Le complot contre l'Amérique de Philip Roth


J'ai terminé la lecture de «Le Complot contre l’Amérique» (2004 / 2006) de Philip Roth. C'est un roman où l'auteur mélange des faits historiques avec des événements qu'il imagine, une forme de réécriture romanesque de l'histoire. Ainsi, dans son roman, le célèbre aviateur Charles Lindberg se présente comme président des États-Unis d'Amérique et bat Roosevelt lors des élections de 1940. Il a gagné notamment parce qu'il reprochait à Roosevelt et aux Juifs de pousser les États-Unis vers la guerre contre l'Allemagne nazie. C'est dans cet esprit qu'une fois élu, il signa un pacte de non-agression avec Hitler. Ses discours antisémites, son élection et ce pacte font craindre le pire aux citoyens juifs. Le régime nazi se permit même de décorer Lindberg de la Croix de l'Aigle pour ses réalisations comme aviateur... et pour ses positions politiques!

::::::::

### Les consignes
**1)** Mets à jour le passage du texte sur le roman de Philip Roth, tout ce qui va de "Le complot contre l'Amérique" jusqu'à "ses positions politiques!", en remplaçant "aviateur" par "pilote".
**2)** Poursuis le texte sur le roman de Philip Roth à la suite de sa dernière phrase.

### Données d'étiquetage de lieux
::::::::

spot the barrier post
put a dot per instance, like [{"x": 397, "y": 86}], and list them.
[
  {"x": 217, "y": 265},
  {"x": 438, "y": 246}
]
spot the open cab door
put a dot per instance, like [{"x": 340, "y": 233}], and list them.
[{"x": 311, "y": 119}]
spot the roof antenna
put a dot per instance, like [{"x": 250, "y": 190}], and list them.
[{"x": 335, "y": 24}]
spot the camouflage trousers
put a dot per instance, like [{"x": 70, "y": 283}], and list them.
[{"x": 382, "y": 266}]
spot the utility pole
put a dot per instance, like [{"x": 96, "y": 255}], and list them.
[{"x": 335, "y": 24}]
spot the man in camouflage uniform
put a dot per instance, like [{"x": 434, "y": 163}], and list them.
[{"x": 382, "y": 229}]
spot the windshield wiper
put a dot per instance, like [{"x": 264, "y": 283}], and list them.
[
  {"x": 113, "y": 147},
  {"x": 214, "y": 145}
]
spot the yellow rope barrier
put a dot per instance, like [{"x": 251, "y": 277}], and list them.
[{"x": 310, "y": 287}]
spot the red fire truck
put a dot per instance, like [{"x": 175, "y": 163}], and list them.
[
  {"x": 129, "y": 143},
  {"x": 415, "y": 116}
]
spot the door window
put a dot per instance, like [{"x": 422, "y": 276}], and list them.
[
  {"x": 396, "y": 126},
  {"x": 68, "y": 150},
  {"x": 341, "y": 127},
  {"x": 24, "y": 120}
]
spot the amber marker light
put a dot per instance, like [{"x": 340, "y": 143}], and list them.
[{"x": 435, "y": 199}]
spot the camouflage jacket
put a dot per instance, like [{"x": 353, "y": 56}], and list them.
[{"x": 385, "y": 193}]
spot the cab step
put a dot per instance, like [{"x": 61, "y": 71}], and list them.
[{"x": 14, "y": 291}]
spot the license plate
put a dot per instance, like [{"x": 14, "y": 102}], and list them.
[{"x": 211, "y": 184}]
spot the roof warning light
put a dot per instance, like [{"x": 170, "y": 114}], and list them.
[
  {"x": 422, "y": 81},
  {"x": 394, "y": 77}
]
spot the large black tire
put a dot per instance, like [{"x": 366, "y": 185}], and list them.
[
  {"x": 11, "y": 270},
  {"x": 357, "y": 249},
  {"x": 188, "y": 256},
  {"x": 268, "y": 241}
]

::::::::

### Réponses par consigne
**1)**
Le complot contre l'Amérique de Philip Roth


J'ai terminé la lecture de «Le Complot contre l’Amérique» (2004 / 2006) de Philip Roth. C'est un roman où l'auteur mélange des faits historiques avec des événements qu'il imagine, une forme de réécriture romanesque de l'histoire. Ainsi, dans son roman, le célèbre pilote Charles Lindberg se présente comme président des États-Unis d'Amérique et bat Roosevelt lors des élections de 1940. Il a gagné notamment parce qu'il reprochait à Roosevelt et aux Juifs de pousser les États-Unis vers la guerre contre l'Allemagne nazie. C'est dans cet esprit qu'une fois élu, il signa un pacte de non-agression avec Hitler. Ses discours antisémites, son élection et ce pacte font craindre le pire aux citoyens juifs. Le régime nazi se permit même de décorer Lindberg de la Croix de l'Aigle pour ses réalisations comme pilote... et pour ses positions politiques!

**2)**
L'auteur prend à témoin sa propre famille pour nous raconter comment la communauté juive vit les événements. Le narrateur c'est Philip Roth (lui-même), un jeune garçon de sept ans qui essaie de comprendre l'attitude de ses parents et des adultes en général, tout en vivant les tourments du début de son adolescence. Ici aussi, il n'est pas toujours clair de percevoir ce qui est autobiographique de ce qui est de la fiction. Roth utilise donc le quotidien de sa famille et des gens qui l'entoure pour nous faire voir ce qu'aurait pu être l'histoire des États-Unis pendant la 2e guerre mondiale en changeant seulement quelques pièces au casse-tête.

Alors que font les gens qui sont confrontés à ce contexte politique tendu? Ainsi, on verra le cousin du petit Philip s'engager dans l'armée canadienne pour aller combattre Hitler en Europe. Il en reviendra avec une jambe en moins et sera éventuellement recruté par un parrain de la mafia juive. Alors que son frère aîné, entraîné par sa tante s'implique dans le Bureau d'Assimilation créé par Lindbergh et participe à la politique de relocalisation des Juifs qui, sous le couvert de l'intégration, vise plutôt à les isoler. Certaines familles, dont leur voisin, cèdent au programme de Lindberg, d'autres quittent vers le Canada (la mère de Philip déposait de l'argent sur un compte d'une banque de Montréal) avant que la frontière leur soit fermée et d'autres résistent.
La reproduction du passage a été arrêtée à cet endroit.